───── Source passage

John Hunter, a 19th century English Congregational minister, wrote one of the most widely used worship books for the churches of his day. Among its resources is an invitation to the Lord’s Table that I believe strikes exactly the “right” in tone and content –
“Come to this sacred Table,
not because you must,
but because you may:
come to testify not that you are righteous,
but that you sincerely love our Lord Jesus Christ,
and desire to be His true disciples.
Come, not because you’re strong,
but because you’re weak;
Not because you have any claim on Heaven’s rewards,
but because in your frailty and sin you stand
in constant need of Heaven’s mercy and help.”
The right inward disposition to have for a “worthy” participation in the Lord’s Supper is to come –
“Out of our bondage, sorrow and night…
Into Christ’s freedom, gladness, and light…
Out of our sickness, into His health,
Out of our want and into His wealth,
Out of our sin and into Christ’s self…
Out of our shameful failure and loss…
Jesus, I come to Thee.”

──────────
───── Data provided

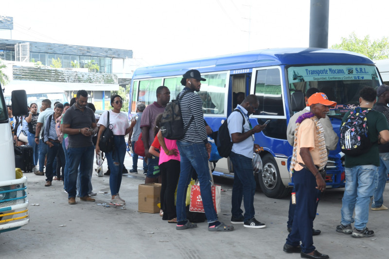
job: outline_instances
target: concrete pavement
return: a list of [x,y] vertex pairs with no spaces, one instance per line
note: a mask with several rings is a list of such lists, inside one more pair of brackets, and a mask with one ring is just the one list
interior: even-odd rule
[[[131,168],[126,156],[125,165]],[[141,166],[140,160],[139,165]],[[106,170],[106,162],[104,165]],[[138,174],[124,175],[121,196],[126,209],[105,207],[108,203],[109,177],[92,177],[96,202],[68,204],[62,182],[53,181],[45,187],[45,177],[25,173],[28,178],[30,222],[21,229],[0,235],[2,258],[300,258],[299,254],[282,251],[287,235],[289,199],[270,199],[260,191],[254,197],[256,218],[266,227],[251,229],[235,224],[230,232],[211,232],[207,224],[193,229],[178,231],[175,224],[163,221],[157,214],[138,212],[138,187],[144,183],[141,170]],[[232,181],[215,178],[226,190],[221,193],[219,220],[230,224]],[[384,204],[389,204],[387,187]],[[370,212],[368,227],[375,232],[372,238],[355,239],[335,231],[340,220],[343,189],[328,190],[322,197],[314,227],[321,234],[314,237],[315,245],[331,258],[387,257],[389,243],[389,210]],[[388,204],[386,204],[387,206]],[[243,205],[242,205],[242,208]],[[64,225],[65,226],[60,226]]]

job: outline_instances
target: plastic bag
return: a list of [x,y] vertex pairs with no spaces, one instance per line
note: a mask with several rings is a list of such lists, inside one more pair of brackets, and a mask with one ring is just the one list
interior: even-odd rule
[[219,155],[217,151],[217,147],[215,144],[215,141],[210,137],[208,137],[208,143],[211,144],[211,155],[210,155],[210,161],[216,161],[223,157]]
[[[195,181],[193,179],[191,180],[191,182],[188,185],[188,190],[186,191],[186,199],[185,200],[185,204],[188,206],[191,204],[191,190],[192,186],[194,185],[195,183]],[[176,201],[177,199],[177,188],[176,188],[176,191],[174,192],[174,205],[176,205]]]
[[261,173],[263,171],[262,159],[259,154],[256,154],[252,159],[252,170],[254,173]]

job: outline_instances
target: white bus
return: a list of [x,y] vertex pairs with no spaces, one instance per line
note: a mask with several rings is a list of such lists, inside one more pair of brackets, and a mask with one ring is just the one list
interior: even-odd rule
[[14,90],[25,90],[29,106],[34,103],[40,107],[42,101],[45,99],[51,101],[52,104],[57,101],[61,104],[69,102],[68,96],[63,89],[48,84],[48,82],[13,80],[5,88],[4,95],[7,105],[11,104],[11,93]]
[[[0,86],[0,233],[19,228],[29,221],[26,176],[16,179],[12,133],[8,110]],[[19,100],[24,101],[19,103]],[[25,106],[25,94],[18,95],[14,105]],[[16,115],[18,114],[15,110]],[[20,109],[19,109],[20,110]]]

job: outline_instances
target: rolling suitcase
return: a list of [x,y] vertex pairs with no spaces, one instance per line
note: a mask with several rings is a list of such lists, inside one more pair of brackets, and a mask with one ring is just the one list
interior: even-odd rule
[[32,172],[34,164],[33,159],[33,147],[23,145],[14,147],[15,153],[15,167],[24,172]]

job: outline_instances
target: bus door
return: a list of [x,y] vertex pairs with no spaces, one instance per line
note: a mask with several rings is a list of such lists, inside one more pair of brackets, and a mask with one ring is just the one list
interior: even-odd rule
[[249,87],[251,80],[251,69],[243,69],[231,70],[230,76],[230,85],[231,86],[230,96],[231,105],[229,115],[234,110],[237,104],[243,101],[248,93],[249,92]]

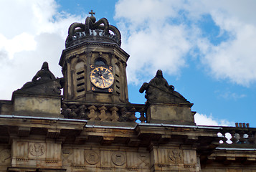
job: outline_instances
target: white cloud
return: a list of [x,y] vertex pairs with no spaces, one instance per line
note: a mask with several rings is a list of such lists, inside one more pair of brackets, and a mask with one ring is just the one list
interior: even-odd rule
[[212,115],[208,116],[198,113],[194,115],[194,120],[197,125],[232,126],[234,124],[234,122],[229,122],[224,119],[215,119]]
[[1,1],[1,99],[32,80],[44,61],[62,77],[58,62],[69,26],[84,17],[57,11],[54,0]]
[[[255,8],[253,0],[119,1],[115,17],[123,33],[123,47],[133,57],[128,67],[130,82],[138,82],[138,74],[148,67],[179,75],[186,66],[186,55],[198,47],[202,66],[212,77],[245,86],[255,82]],[[219,28],[217,37],[227,37],[221,44],[202,36],[199,23],[205,15]]]

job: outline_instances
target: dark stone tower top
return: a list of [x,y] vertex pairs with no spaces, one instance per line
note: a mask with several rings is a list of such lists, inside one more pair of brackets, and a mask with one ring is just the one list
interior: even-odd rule
[[95,14],[91,10],[90,16],[85,19],[85,23],[73,23],[68,29],[66,48],[78,44],[85,41],[103,42],[121,44],[121,34],[114,26],[110,25],[105,18],[96,22]]
[[85,24],[70,25],[59,64],[65,84],[64,100],[128,103],[128,54],[120,47],[119,30],[105,18],[91,14]]

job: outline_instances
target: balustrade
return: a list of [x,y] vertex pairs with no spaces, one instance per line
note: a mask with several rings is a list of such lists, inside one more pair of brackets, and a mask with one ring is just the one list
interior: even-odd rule
[[256,128],[251,128],[247,123],[236,123],[236,127],[222,127],[219,137],[221,144],[255,145]]
[[145,105],[103,104],[63,101],[62,115],[65,118],[87,120],[146,123]]

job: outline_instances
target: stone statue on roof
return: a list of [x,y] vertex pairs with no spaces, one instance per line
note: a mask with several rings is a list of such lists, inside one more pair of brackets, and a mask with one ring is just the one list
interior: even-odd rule
[[139,90],[146,91],[145,97],[151,102],[189,102],[181,94],[174,91],[174,87],[169,85],[163,77],[163,72],[158,70],[156,76],[148,82],[144,82]]

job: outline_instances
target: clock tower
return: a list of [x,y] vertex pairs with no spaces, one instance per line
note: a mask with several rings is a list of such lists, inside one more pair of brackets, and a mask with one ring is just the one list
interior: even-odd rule
[[59,64],[65,78],[67,100],[128,102],[126,62],[120,48],[119,30],[105,18],[96,22],[93,11],[85,23],[73,23],[68,29],[66,49]]

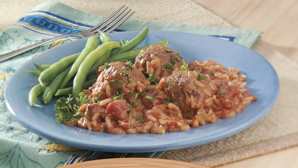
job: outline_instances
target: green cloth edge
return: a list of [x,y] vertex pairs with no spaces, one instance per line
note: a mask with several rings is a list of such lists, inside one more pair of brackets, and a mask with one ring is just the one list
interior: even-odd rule
[[[86,25],[96,25],[106,17],[86,13],[63,4],[49,1],[38,5],[32,11],[42,10],[51,12],[72,20]],[[111,14],[111,11],[106,15]],[[250,48],[259,39],[262,31],[238,28],[187,25],[158,22],[140,21],[128,19],[119,29],[125,30],[139,30],[145,26],[150,30],[183,32],[203,35],[226,36],[235,37],[234,42]],[[183,30],[181,31],[181,30]]]

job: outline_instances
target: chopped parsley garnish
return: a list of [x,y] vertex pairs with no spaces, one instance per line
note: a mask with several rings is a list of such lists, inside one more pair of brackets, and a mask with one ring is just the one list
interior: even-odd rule
[[206,79],[207,77],[204,75],[204,74],[201,73],[199,74],[199,80],[205,80]]
[[153,101],[153,99],[152,98],[152,96],[146,96],[145,97],[147,100],[150,103],[152,103]]
[[120,84],[122,84],[122,85],[123,84],[123,82],[122,82],[122,80],[121,79],[119,80],[119,81],[118,81],[118,83],[119,83]]
[[117,91],[116,91],[116,94],[118,96],[120,94],[120,92],[121,91],[121,86],[118,86],[118,88],[117,88]]
[[190,71],[193,71],[195,70],[195,68],[193,68],[193,66],[190,66],[189,68]]
[[167,97],[166,97],[165,99],[164,99],[164,104],[167,104],[167,103],[169,103],[169,101],[170,100],[169,100],[169,99],[168,99]]
[[180,58],[181,58],[181,59],[183,59],[183,58],[182,58],[182,57],[180,55],[180,54],[179,54],[179,52],[178,52],[178,51],[176,51],[176,54],[177,54],[178,55],[180,56]]
[[146,93],[148,93],[150,90],[150,87],[149,87],[149,85],[147,85],[147,87],[145,88],[145,91]]
[[158,80],[153,74],[149,74],[149,81],[151,85],[157,84],[159,83]]
[[166,82],[167,83],[167,84],[169,85],[169,86],[170,86],[170,87],[171,88],[171,89],[172,89],[174,88],[174,86],[172,85],[172,84],[171,84],[171,83],[170,82],[170,81],[169,81],[169,80],[167,80]]
[[132,64],[132,63],[131,63],[131,61],[126,61],[126,62],[125,63],[125,65],[127,66],[130,68],[131,69],[134,69],[134,64]]
[[209,73],[210,73],[210,74],[217,74],[218,73],[219,73],[219,72],[212,72],[211,71],[209,71]]
[[134,97],[134,106],[136,106],[136,97],[138,97],[138,95],[139,94],[141,94],[141,95],[143,96],[144,95],[144,93],[136,93],[135,95],[134,95],[133,94],[132,92],[131,91],[130,91],[128,92],[128,94],[127,94],[130,96],[133,96]]
[[183,65],[180,67],[180,70],[181,71],[189,71],[189,68],[187,67],[186,63],[184,63]]
[[219,93],[218,93],[219,94],[226,94],[226,92],[224,90],[221,89],[221,90],[219,92]]
[[98,95],[96,97],[95,97],[92,98],[92,99],[91,99],[91,100],[92,101],[92,102],[93,103],[97,103],[98,102],[100,101],[100,99],[99,99],[99,97],[100,97],[100,96],[101,96],[101,93],[100,93],[99,94],[98,94]]
[[105,67],[105,69],[108,69],[110,67],[110,65],[109,65],[108,62],[105,62],[104,67]]
[[168,53],[173,52],[173,51],[171,51],[170,49],[168,49],[167,50],[165,51],[164,51],[164,52]]
[[139,121],[142,119],[142,117],[136,115],[134,115],[134,119],[136,121]]
[[113,99],[113,101],[114,101],[116,100],[119,100],[122,99],[122,96],[123,96],[123,94],[119,94],[117,96],[114,97],[114,98]]

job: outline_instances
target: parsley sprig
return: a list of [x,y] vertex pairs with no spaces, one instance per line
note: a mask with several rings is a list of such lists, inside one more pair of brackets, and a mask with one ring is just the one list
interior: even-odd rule
[[134,97],[134,106],[135,107],[136,106],[136,97],[138,97],[138,96],[139,94],[140,94],[142,96],[143,96],[144,95],[144,93],[136,93],[136,94],[134,94],[132,93],[131,91],[129,91],[128,94],[127,94],[130,96],[133,96]]

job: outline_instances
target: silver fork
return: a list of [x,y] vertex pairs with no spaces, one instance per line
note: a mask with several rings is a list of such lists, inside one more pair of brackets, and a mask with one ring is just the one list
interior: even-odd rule
[[92,36],[97,36],[100,34],[99,32],[99,30],[108,33],[110,33],[119,27],[134,13],[135,11],[134,11],[130,13],[131,9],[127,11],[128,7],[127,7],[123,9],[125,6],[123,5],[121,7],[102,22],[91,28],[77,34],[64,34],[47,39],[18,50],[0,56],[0,62],[30,50],[36,47],[59,39],[67,37],[75,37],[81,38]]

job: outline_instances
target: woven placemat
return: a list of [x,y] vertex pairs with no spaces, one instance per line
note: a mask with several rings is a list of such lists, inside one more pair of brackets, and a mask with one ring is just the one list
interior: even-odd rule
[[[233,27],[220,17],[190,0],[104,0],[88,3],[84,3],[83,0],[58,1],[83,11],[98,15],[107,16],[108,15],[105,13],[107,9],[113,11],[125,4],[136,11],[132,18],[140,20]],[[28,7],[29,11],[32,7],[44,1],[28,0],[25,7],[21,8],[10,7],[10,8],[22,11]],[[94,7],[90,8],[91,5]],[[10,7],[1,7],[10,8]],[[24,14],[18,13],[21,15],[4,15],[2,20],[8,22],[4,22],[5,24],[0,25],[0,30]],[[10,17],[10,19],[5,17]],[[214,166],[298,145],[298,122],[296,121],[298,116],[295,115],[298,104],[294,103],[298,93],[294,87],[298,82],[296,77],[298,65],[261,41],[256,43],[252,49],[271,64],[279,77],[280,95],[271,111],[256,124],[234,135],[200,146],[167,151],[161,158]],[[266,78],[266,74],[264,75]]]

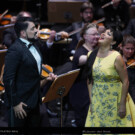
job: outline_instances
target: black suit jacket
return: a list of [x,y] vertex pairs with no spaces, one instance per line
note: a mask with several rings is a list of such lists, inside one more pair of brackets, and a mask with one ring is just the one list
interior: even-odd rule
[[[36,49],[40,54],[39,49]],[[8,106],[24,102],[34,108],[41,101],[40,73],[36,60],[20,39],[7,51],[3,81]]]

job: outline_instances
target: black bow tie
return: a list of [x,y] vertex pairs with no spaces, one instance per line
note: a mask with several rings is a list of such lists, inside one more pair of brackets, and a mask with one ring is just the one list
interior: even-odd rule
[[32,44],[32,43],[28,44],[28,48],[30,48],[31,46],[33,46],[33,44]]

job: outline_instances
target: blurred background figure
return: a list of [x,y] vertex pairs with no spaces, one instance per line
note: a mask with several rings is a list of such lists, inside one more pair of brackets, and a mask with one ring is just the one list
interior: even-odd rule
[[[14,24],[21,17],[32,17],[32,14],[27,11],[21,11],[17,16],[13,16],[11,23]],[[3,31],[2,45],[5,45],[7,48],[9,48],[16,38],[17,35],[15,33],[14,27],[7,28]]]
[[125,35],[120,46],[120,52],[127,66],[129,89],[135,103],[135,38],[131,35]]

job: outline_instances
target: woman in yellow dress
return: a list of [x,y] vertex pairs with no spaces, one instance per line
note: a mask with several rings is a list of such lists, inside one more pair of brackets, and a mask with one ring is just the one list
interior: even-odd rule
[[135,126],[127,69],[121,54],[111,49],[112,44],[119,44],[122,39],[121,33],[112,29],[101,34],[92,72],[88,72],[91,104],[85,127]]

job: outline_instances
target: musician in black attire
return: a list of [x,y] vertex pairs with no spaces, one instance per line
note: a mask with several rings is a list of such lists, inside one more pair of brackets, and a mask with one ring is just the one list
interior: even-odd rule
[[41,81],[42,56],[34,42],[37,29],[32,18],[20,19],[14,28],[18,38],[7,51],[3,76],[9,126],[39,126],[40,87],[56,76]]
[[97,47],[99,33],[95,24],[86,24],[81,31],[82,40],[79,42],[73,57],[73,69],[80,68],[80,74],[69,91],[69,101],[75,112],[75,123],[77,127],[83,127],[89,108],[89,94],[87,80],[81,78],[86,56]]

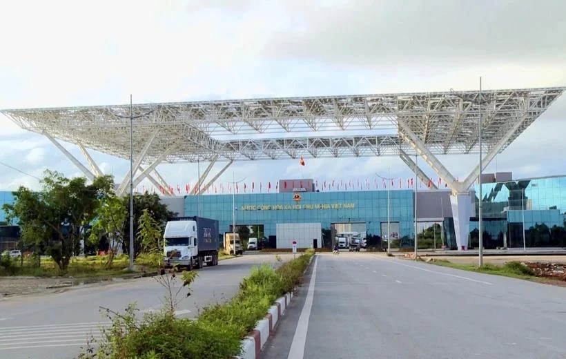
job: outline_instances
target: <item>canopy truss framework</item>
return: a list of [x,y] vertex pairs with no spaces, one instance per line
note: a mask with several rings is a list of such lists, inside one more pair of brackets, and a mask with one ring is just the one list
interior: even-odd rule
[[[565,89],[483,91],[485,165]],[[478,99],[478,91],[471,90],[136,104],[134,116],[153,112],[134,122],[135,182],[150,175],[161,183],[158,173],[157,180],[151,175],[161,163],[371,156],[404,161],[417,153],[459,193],[469,188],[479,168],[458,182],[436,156],[479,153]],[[77,166],[89,177],[99,169],[86,148],[129,159],[129,104],[0,112],[54,143],[79,146],[92,172]],[[119,190],[126,184],[124,179]]]

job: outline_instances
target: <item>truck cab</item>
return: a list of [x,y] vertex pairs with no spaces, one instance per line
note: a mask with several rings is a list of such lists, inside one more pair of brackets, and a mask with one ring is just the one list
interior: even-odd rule
[[204,263],[207,266],[218,264],[217,222],[192,218],[167,222],[163,234],[166,268],[177,266],[191,270],[200,269]]
[[248,251],[257,251],[257,238],[252,237],[251,238],[248,239]]
[[[235,240],[234,240],[235,238]],[[224,232],[224,254],[242,254],[242,242],[240,240],[240,234],[232,232]]]

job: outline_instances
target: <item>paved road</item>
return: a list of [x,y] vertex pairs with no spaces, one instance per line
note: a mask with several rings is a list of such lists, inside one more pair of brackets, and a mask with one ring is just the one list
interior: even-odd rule
[[[280,255],[283,260],[291,258]],[[231,298],[253,265],[274,262],[274,255],[244,255],[221,261],[217,266],[205,266],[199,271],[193,295],[180,303],[177,315],[193,317],[203,306]],[[106,322],[99,306],[121,311],[136,302],[138,308],[148,311],[162,307],[164,294],[165,289],[155,278],[142,278],[0,300],[0,358],[75,358],[88,333],[99,336],[99,324]]]
[[566,358],[562,287],[344,252],[307,278],[262,359]]

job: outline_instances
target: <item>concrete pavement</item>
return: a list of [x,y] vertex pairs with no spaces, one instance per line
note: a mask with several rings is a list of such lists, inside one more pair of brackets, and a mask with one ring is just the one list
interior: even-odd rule
[[371,253],[315,261],[262,358],[566,358],[564,288]]
[[[283,260],[292,258],[291,254],[280,255]],[[193,294],[182,300],[177,316],[192,318],[205,305],[231,298],[253,265],[275,262],[275,255],[244,255],[222,260],[217,266],[205,266],[199,271]],[[164,287],[155,278],[146,278],[1,300],[0,358],[76,358],[89,334],[99,337],[100,325],[108,324],[99,307],[118,311],[136,302],[139,309],[150,311],[162,307],[164,295]]]

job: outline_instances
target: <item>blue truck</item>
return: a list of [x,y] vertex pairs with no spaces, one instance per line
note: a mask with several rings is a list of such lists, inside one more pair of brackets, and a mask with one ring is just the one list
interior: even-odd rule
[[201,269],[218,265],[218,221],[177,217],[167,222],[163,237],[165,268]]

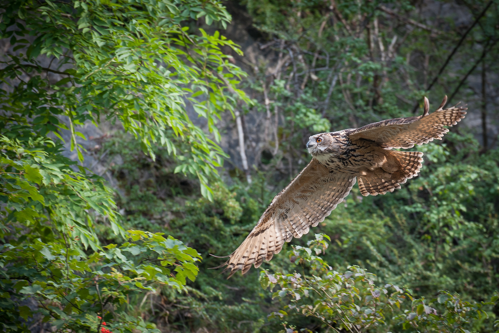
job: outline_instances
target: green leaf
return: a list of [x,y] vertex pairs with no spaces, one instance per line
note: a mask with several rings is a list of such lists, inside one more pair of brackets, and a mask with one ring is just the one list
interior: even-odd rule
[[438,303],[442,304],[443,303],[445,303],[448,298],[449,297],[447,295],[445,294],[440,294],[438,296],[437,300],[438,300]]
[[23,306],[19,307],[19,315],[22,318],[23,318],[24,320],[27,320],[28,317],[33,316],[31,309],[26,306]]
[[26,164],[24,166],[24,169],[26,172],[26,173],[24,174],[24,177],[26,177],[26,179],[38,185],[41,183],[43,178],[40,174],[40,171],[37,168],[33,168],[28,164]]

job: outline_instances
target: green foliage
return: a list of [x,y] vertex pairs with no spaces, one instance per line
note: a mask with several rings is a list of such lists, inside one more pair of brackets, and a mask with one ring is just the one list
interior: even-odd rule
[[[41,237],[49,241],[71,230],[73,239],[97,249],[93,217],[105,215],[111,229],[122,232],[117,223],[113,193],[103,179],[89,174],[60,154],[61,147],[51,140],[38,137],[20,141],[0,136],[0,237],[12,232],[25,234],[21,243]],[[92,210],[94,214],[87,212]],[[23,232],[28,228],[29,233]],[[13,229],[11,229],[13,228]]]
[[[130,298],[184,292],[201,257],[162,233],[130,231],[123,240],[113,190],[63,156],[63,134],[82,164],[77,126],[117,122],[153,160],[164,147],[174,171],[196,177],[212,200],[208,181],[227,156],[217,123],[249,100],[236,86],[245,72],[221,50],[241,54],[238,45],[194,20],[226,27],[231,15],[217,0],[18,0],[0,9],[0,35],[12,46],[0,62],[2,329],[27,330],[38,316],[20,305],[29,301],[64,332],[158,332],[130,313]],[[120,245],[100,246],[102,225]]]
[[295,271],[260,272],[262,287],[271,290],[279,285],[280,290],[272,297],[290,302],[285,307],[287,312],[273,312],[270,318],[291,314],[312,317],[336,332],[397,332],[401,327],[407,332],[465,333],[470,332],[466,329],[472,327],[470,324],[474,321],[488,318],[485,309],[495,305],[498,298],[470,303],[441,291],[429,302],[424,298],[414,300],[412,291],[405,288],[390,284],[376,286],[376,276],[358,266],[349,266],[343,273],[333,271],[317,256],[328,247],[324,238],[329,238],[316,234],[315,240],[307,243],[308,247],[293,246],[288,253],[292,262],[309,268],[309,275]]
[[[129,241],[85,257],[64,235],[65,243],[39,239],[0,248],[0,314],[4,332],[26,331],[25,321],[34,314],[18,302],[38,301],[44,322],[57,330],[113,332],[138,330],[159,333],[154,325],[128,315],[129,295],[154,290],[157,286],[184,289],[186,278],[194,281],[201,256],[171,236],[160,233],[129,231]],[[15,299],[14,298],[15,298]],[[18,313],[16,318],[15,315]]]
[[[19,0],[4,3],[2,9],[0,34],[10,37],[14,48],[27,47],[25,53],[7,53],[0,72],[2,81],[16,82],[12,92],[0,91],[0,100],[16,123],[32,118],[33,130],[59,138],[59,131],[69,129],[71,150],[82,160],[76,136],[82,135],[75,126],[87,120],[97,124],[101,118],[118,120],[153,158],[153,145],[166,146],[183,161],[176,171],[198,177],[202,193],[210,197],[207,177],[217,174],[226,156],[216,143],[220,135],[215,125],[221,112],[232,112],[236,98],[249,101],[236,86],[245,74],[220,51],[229,46],[241,54],[234,42],[218,31],[190,32],[181,22],[205,16],[207,23],[225,26],[231,16],[219,1],[40,5]],[[30,19],[24,21],[26,17]],[[16,37],[26,35],[34,41]],[[63,72],[42,68],[36,59],[42,54],[56,58],[59,67],[71,66]],[[44,71],[65,77],[53,84],[42,78]],[[189,119],[187,102],[207,119],[215,141]],[[18,130],[13,120],[2,117],[5,129]]]

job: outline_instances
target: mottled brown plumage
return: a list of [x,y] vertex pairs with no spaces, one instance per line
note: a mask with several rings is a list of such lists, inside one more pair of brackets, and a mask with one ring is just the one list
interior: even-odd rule
[[[390,150],[409,148],[441,139],[467,108],[457,105],[429,114],[425,97],[423,115],[383,120],[360,128],[323,133],[309,138],[307,148],[313,158],[274,198],[246,239],[221,266],[230,278],[239,270],[244,274],[278,253],[284,242],[299,238],[329,215],[348,195],[358,177],[363,196],[385,194],[417,176],[423,153]],[[229,278],[228,278],[228,279]]]

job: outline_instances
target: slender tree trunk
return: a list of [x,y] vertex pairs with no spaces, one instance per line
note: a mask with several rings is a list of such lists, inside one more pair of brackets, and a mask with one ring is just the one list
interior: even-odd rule
[[263,137],[265,138],[265,143],[267,144],[269,141],[269,131],[270,127],[270,101],[268,99],[268,92],[267,91],[267,85],[264,79],[260,81],[263,88],[263,98],[265,99],[265,108],[267,111],[266,117],[265,118],[265,132]]
[[489,147],[487,140],[487,77],[485,71],[485,59],[482,62],[482,135],[484,141],[484,151]]
[[235,110],[236,114],[236,123],[238,126],[238,136],[239,137],[239,152],[241,155],[241,160],[243,161],[243,168],[246,174],[246,180],[248,184],[251,184],[251,175],[250,174],[250,169],[248,168],[248,160],[246,158],[246,150],[245,148],[245,134],[243,131],[243,123],[241,121],[241,115],[239,110]]

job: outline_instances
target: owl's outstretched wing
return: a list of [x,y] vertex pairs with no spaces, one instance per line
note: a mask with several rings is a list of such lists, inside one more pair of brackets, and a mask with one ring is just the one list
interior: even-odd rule
[[442,109],[447,102],[446,96],[439,108],[428,114],[429,103],[425,97],[425,110],[418,117],[397,118],[373,123],[347,133],[351,140],[365,139],[376,142],[385,149],[412,148],[415,144],[422,145],[442,139],[449,132],[444,126],[452,126],[465,117],[466,105],[456,105]]
[[300,238],[324,221],[355,183],[355,177],[330,170],[315,159],[274,198],[246,239],[223,265],[229,278],[243,274],[278,253],[284,242]]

──────────

- Objectives:
**A)** Reproduce the text from the passage on the Lord's Table invitation word for word, between "John Hunter, a" and "His true disciples.", inclusive.
**B)** Carry on the passage about coming to the Lord's Supper, beginning right after its last line.

- Answers to each task:
**A)**
John Hunter, a 19th century English Congregational minister, wrote one of the most widely used worship books for the churches of his day. Among its resources is an invitation to the Lord’s Table that I believe strikes exactly the “right” in tone and content –
“Come to this sacred Table,
not because you must,
but because you may:
come to testify not that you are righteous,
but that you sincerely love our Lord Jesus Christ,
and desire to be His true disciples.

**B)**
I can’t do this for you, and you can’t do this for me. There’s nowhere to go for a Communion Token that will guarantee you an encounter with the living Christ or automatically provide you with an experience of saving grace. In that story Jesus told about the two men who went up to the Temple to be with God, only one of them went home in right relation with God, and that was the one who prayed: “Lord, be merciful to me, a sinner.”
Our weekly observance of the Lord’s Supper as a church is the Gospel moment when –
“Upon the cross of Jesus our eyes at times can see
The very dying form of One Who suffered there for us…”
And where –
“…from our stricken hearts with tears two wonders we confess;
The wonders of redeeming love and our unworthiness.”